(Labeled shape records)

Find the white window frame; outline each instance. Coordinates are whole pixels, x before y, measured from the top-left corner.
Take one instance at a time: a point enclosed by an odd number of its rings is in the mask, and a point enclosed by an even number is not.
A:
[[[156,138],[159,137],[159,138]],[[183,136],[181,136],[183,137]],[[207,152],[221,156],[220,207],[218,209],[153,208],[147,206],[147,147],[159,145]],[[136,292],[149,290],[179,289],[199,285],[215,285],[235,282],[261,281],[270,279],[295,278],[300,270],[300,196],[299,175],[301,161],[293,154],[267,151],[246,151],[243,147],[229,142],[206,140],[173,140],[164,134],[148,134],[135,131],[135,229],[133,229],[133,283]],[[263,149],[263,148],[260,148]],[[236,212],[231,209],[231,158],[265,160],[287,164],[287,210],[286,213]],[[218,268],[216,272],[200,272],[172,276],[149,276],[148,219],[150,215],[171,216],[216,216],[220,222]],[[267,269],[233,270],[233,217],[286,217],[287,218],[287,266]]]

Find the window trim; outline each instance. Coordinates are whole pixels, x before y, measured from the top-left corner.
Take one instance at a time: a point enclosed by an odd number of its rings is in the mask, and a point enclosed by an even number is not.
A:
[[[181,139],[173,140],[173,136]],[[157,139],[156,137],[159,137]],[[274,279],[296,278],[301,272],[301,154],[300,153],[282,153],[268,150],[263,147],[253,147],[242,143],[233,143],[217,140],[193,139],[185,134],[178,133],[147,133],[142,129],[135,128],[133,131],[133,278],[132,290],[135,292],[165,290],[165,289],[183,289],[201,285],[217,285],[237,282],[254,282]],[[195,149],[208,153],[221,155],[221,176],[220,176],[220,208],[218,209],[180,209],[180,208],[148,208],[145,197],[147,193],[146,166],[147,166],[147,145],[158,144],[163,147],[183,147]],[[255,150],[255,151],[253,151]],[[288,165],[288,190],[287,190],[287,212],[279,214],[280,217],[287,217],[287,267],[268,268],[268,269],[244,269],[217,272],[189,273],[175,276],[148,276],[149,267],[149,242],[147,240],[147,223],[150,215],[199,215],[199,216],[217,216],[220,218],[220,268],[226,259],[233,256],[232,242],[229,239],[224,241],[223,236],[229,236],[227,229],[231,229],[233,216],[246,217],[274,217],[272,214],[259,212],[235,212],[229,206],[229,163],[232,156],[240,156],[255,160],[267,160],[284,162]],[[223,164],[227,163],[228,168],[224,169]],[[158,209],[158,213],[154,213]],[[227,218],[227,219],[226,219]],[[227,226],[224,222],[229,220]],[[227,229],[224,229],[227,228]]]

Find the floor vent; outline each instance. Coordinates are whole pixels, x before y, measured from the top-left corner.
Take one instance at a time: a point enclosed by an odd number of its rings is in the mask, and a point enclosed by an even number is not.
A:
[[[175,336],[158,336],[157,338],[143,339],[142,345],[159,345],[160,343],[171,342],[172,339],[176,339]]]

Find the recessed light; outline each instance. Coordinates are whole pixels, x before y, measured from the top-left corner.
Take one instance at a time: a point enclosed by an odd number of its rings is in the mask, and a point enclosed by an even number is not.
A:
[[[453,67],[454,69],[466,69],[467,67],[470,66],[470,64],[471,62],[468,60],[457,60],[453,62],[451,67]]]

> [Task to carry out]: Copy the lines from the line with "Find the recessed" through the end of the records, requests included, and increase every coordinate in the answers by 28.

> [The reply]:
Find the recessed light; outline each instance. Coordinates are whole pixels, x before y, measured from the top-left corner.
Take one instance at a time: a point enclosed by an odd number of its rings is in the mask, and a point enclosed by an even number is not.
A:
[[[481,95],[482,97],[494,97],[495,95],[498,94],[498,92],[499,90],[496,88],[485,88],[481,90],[479,95]]]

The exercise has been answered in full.